▶ _TASK REQUIREMENTS_
Print the line where "Reviewer check: each instance of the bottle opening" occurs and every line that follows it in the data below, ending with the last line, precisely as written.

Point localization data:

○ ○ ○ ○ ○

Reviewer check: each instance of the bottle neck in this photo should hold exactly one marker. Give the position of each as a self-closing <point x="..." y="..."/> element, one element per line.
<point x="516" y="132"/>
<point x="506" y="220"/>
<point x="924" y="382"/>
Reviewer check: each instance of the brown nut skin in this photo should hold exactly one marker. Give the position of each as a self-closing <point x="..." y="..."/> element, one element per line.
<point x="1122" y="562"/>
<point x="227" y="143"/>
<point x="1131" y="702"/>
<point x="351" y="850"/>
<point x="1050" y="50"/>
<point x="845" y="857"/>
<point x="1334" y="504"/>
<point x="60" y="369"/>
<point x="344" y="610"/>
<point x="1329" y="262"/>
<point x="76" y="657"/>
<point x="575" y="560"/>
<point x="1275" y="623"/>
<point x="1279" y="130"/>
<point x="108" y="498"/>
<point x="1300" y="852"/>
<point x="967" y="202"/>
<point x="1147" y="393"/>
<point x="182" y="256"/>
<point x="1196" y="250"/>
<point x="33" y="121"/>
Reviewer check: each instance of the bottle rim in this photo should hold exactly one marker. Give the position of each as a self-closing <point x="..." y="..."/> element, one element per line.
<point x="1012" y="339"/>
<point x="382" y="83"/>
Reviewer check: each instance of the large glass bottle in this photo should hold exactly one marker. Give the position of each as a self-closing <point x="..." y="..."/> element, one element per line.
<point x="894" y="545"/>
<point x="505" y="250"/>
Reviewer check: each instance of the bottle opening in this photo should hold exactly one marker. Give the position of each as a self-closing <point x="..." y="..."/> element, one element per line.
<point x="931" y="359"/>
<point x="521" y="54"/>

○ ○ ○ ○ ○

▶ _ANSWER BOX_
Reviewer check: each instance of the bottle opening in this photo should hold exactly one marker. Give the position of each as a self-closing <point x="..." y="..."/> element, one element per line.
<point x="931" y="359"/>
<point x="521" y="54"/>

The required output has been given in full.